• **Set exercise**
Lay out the stretch from the line containing "Could you locate the dining" through the line containing "[105,88,126,105]" as a Markdown table with the columns "No." and "Text", numbering each line and skipping any blank ones.

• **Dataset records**
^^^^

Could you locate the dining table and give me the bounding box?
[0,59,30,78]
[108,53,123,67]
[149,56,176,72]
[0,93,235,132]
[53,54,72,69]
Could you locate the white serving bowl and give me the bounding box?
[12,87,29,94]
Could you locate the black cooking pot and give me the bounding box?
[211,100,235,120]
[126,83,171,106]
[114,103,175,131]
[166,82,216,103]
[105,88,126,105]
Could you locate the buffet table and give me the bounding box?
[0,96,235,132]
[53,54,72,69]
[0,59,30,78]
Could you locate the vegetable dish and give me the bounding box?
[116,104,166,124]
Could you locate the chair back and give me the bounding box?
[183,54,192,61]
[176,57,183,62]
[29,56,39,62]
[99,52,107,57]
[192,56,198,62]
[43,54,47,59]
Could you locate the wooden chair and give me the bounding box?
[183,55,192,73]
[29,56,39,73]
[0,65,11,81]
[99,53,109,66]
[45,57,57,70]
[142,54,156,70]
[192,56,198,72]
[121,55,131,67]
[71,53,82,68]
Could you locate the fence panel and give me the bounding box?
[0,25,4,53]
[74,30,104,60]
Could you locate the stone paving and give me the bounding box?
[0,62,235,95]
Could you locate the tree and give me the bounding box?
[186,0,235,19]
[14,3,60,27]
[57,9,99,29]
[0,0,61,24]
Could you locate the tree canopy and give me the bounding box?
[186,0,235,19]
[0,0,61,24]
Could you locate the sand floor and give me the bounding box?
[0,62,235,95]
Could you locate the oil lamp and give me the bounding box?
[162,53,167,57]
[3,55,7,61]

^^^^

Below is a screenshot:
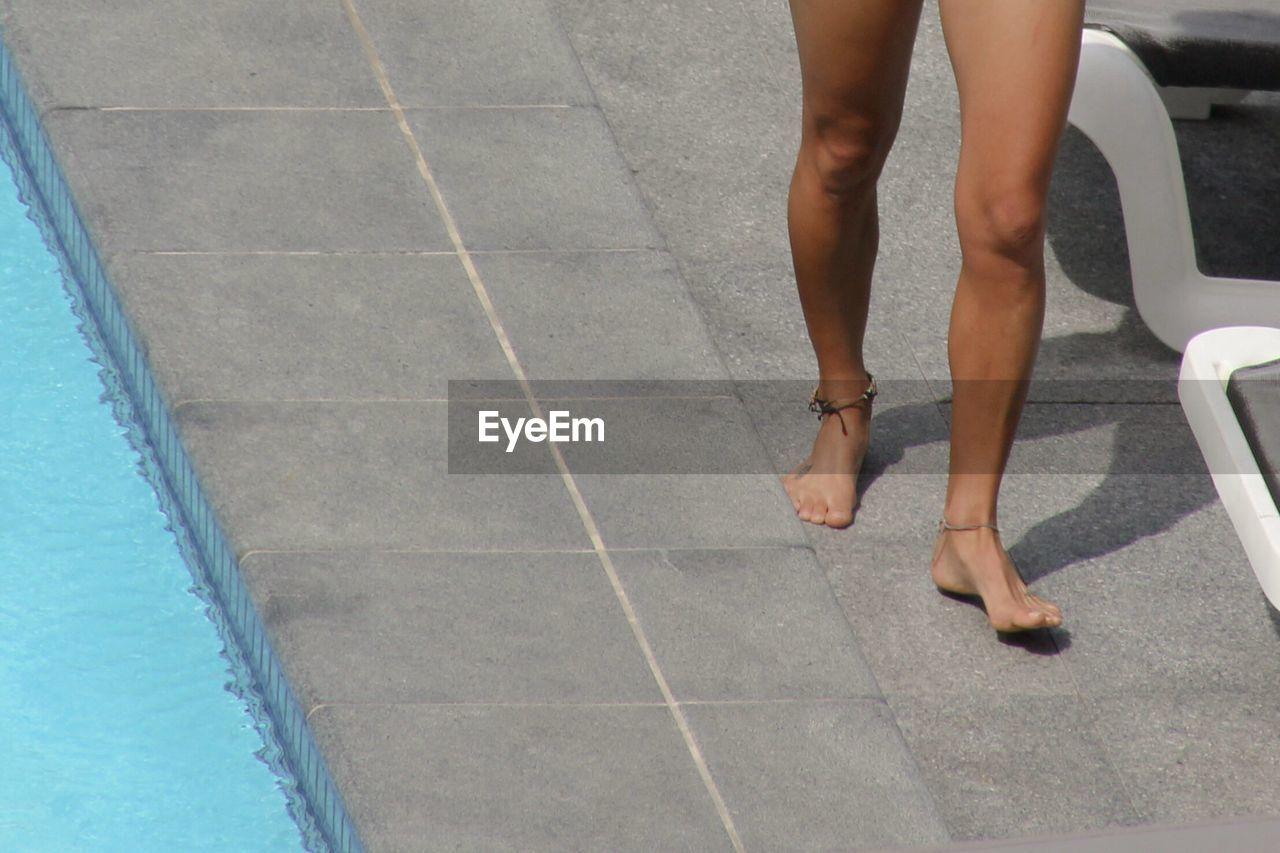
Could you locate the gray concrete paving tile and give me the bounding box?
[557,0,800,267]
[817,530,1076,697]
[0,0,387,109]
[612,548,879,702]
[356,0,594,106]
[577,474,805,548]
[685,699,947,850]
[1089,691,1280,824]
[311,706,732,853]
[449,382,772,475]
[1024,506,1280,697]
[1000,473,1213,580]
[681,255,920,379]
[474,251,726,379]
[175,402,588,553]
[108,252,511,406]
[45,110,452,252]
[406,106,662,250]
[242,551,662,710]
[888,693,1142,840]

^^^^

• **Task result**
| No. | Text |
|---|---|
| 1 | Could you locate the dining table and give me the bounding box? |
| 2 | [0,59,30,78] |
| 3 | [108,53,123,67] |
| 4 | [149,56,176,72] |
| 5 | [0,93,235,132] |
| 6 | [53,54,72,69] |
| 7 | Could you locate the white serving bowl and give me the bounding box? |
| 8 | [12,87,29,94] |
| 9 | Could you locate the black cooking pot and give me the bounding box? |
| 10 | [211,100,235,120] |
| 11 | [126,83,171,106] |
| 12 | [114,103,175,131] |
| 13 | [166,82,216,103] |
| 14 | [105,88,126,105] |